Tuple object also has no attribute copy

In [90]:
a = (1,3,4)
b = a  

In [91]:
id(b)

4449141528

In [92]:
id(a)

4449141528

## Sets
Sets have no order or positions, items are either in the set or not in the set. Consequently, **a set can only contain one of any item.** 

We can surround items with {} to create a set literal

In [96]:
{1,1, 2, 3, 4, 5, 6,6}   #the duplicate items are collapsed into a single item

{1, 2, 3, 4, 5, 6}

In [97]:
# Built a set from another sequence:
## building a set from a list
x = set([1, 2, 2, 3, 4, 3])
print(x)

{1, 2, 3, 4}

*Note: we cannot create an empty set with {}. This creates an empty dictionary. We can only create an empty set with set()*

Sets are better whenever you only need to test for membership - **much faster than lists or tuples**:

In [100]:
x = set([1, 2, 3, 4, 2])
print(5 in x)

False


In [101]:
#get things in and out of sets
y = set([3])
y.add(2)
print(y)

{2, 3}


In [109]:
y.remove(2)
print(y)

{3}


Sets support the basic binary set operations:

- Union – anything in either set is contained in the union. The | operator does set union: a | b.
- Intersection – only items contained in both sets end up in the intersection. The & operator is the intersection of two sets: a & b.
- Difference – only items in the first set that are not in the second are in the difference. The - operator does difference: a - b.
- Symmetric Difference – only items which are distinct in each set are part of the result. The ^ operator does symmetric difference: a ^ b.

These operators create a new set object that contains the results of applying the operation to the two operand sets. These parallel the way ordinary integer arithmetic works. Except it uses complex data structures.

In [112]:
c=x-y
print(c)

{1, 2, 4}


Copying a set:

When we do set_a = set_b we’re going to put two names on a single underlying set object

In [116]:
set_a = {7,8,9}
set_b = set_a

In [122]:
id(set_b)

4447923784

In [123]:
id(set_a)
================================
- **TASKS TO PERFORM**
1. In the Python notes on tuples and sets, restate the paragraph beginning "Sets have no order or positions" in shorter form, keeping its main facts.
2. Reproduce word for word the part of the Python notes on tuples and sets that opens with the words containing "- Intersection –" and closes with "complex data structures.".
3. Carry on the Python notes on tuples and sets from the point where they stop.

- **Some records**
================================
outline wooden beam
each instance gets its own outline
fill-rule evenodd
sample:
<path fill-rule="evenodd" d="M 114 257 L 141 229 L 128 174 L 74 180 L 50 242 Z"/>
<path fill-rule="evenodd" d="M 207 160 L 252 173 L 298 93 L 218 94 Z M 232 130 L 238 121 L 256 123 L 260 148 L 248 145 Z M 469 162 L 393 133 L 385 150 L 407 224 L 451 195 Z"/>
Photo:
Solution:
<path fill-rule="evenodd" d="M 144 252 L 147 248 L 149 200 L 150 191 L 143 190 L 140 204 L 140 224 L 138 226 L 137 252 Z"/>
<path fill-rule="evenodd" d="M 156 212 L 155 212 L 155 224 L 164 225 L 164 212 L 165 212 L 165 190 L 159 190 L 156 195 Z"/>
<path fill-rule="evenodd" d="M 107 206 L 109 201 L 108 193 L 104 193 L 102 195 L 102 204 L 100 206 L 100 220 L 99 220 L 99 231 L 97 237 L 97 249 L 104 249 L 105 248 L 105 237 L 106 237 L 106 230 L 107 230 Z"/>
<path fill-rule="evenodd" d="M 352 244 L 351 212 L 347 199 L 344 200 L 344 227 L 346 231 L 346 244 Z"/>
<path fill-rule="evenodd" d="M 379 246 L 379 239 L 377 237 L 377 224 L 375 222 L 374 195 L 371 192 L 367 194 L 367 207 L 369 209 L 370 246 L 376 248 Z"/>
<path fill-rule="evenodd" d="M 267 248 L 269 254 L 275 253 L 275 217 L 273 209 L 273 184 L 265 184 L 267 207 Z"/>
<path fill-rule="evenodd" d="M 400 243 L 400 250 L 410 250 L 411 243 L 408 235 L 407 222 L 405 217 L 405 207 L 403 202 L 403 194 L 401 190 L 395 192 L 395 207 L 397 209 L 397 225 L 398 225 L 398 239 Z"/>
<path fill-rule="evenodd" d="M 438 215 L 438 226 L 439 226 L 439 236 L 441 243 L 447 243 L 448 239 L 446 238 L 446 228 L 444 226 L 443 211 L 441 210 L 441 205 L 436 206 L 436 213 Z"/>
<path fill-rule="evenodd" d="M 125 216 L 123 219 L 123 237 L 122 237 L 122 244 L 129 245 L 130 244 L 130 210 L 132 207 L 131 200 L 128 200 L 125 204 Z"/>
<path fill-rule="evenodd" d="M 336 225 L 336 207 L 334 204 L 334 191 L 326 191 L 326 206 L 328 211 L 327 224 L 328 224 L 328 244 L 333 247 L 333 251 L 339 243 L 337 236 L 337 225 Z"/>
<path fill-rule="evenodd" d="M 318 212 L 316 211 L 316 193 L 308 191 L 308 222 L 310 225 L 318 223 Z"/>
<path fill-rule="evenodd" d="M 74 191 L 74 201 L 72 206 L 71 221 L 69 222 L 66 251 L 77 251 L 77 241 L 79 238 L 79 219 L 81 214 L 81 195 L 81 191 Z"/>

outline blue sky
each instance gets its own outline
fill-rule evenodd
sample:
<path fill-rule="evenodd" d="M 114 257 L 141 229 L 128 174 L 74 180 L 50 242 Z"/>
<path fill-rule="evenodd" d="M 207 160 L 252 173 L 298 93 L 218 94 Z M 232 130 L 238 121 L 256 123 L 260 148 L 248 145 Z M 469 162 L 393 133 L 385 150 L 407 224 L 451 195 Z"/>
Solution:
================================
- **RESULTS FOR THE EXERCISE**
1. Sets are unordered and have no positions. An item is either in a set or not, so a set holds at most one of any item.

2.
- Intersection – only items contained in both sets end up in the intersection. The & operator is the intersection of two sets: a & b.
- Difference – only items in the first set that are not in the second are in the difference. The - operator does difference: a - b.
- Symmetric Difference – only items which are distinct in each set are part of the result. The ^ operator does symmetric difference: a ^ b.

These operators create a new set object that contains the results of applying the operation to the two operand sets. These parallel the way ordinary integer arithmetic works. Except it uses complex data structures.

3.
4447923784

When we change the underlying set, both variables will reflect the change

In [120]:
set_b |= {19, 1} # Adds elements from another set: set |= other
set_a

{1, 7, 8, 9, 19}

In [121]:
# is operator shows us that the two variables, set_x and set_b are two references to the same underlying object
set_a is set_b

True

In [None]:
#If you want to make a copy of a set, you must do something like this:

In [124]:
set_c = set_a.copy() #This creates a shallow copy of the original set.

In [126]:
set_c is set_b

False

**we can’t have a set where each item is a list.** This is also true for dictionaries

In [127]:
{1, 2, 3}  # integers

{1, 2, 3}

In [128]:
{'a', 'b', 'c'}  # strings

{'a', 'b', 'c'}

In [129]:
{(1, 2), (3, 4)}  # tuples

{(1, 2), (3, 4)}

In [130]:
{[1, 2, 3], [1, 3, 4]}  # list doesn't work

TypeError: unhashable type: 'list'

## Dictionaries
Python dictionaries are used whenever you have a collection of objects that you want to refer to by a name (or key) rather than position. 

**Refering to objects by name is generally much better coding practice than refering to them by position so we recommend this as a general practice whenever possible.** It certainly makes code much more readable!

Dictionaries are created with {}. The key and value must be separated with :

In [131]:
x = {"key": "value", "other-key": 123}

Accessing data is similar to with lists and tuples: we surround the key with []:

In [132]:
print(x["key"])

value


In [134]:
print(x["other-key"])

123


The name you use to refer to a piece of data is the “key” and the data itself is called the “value”.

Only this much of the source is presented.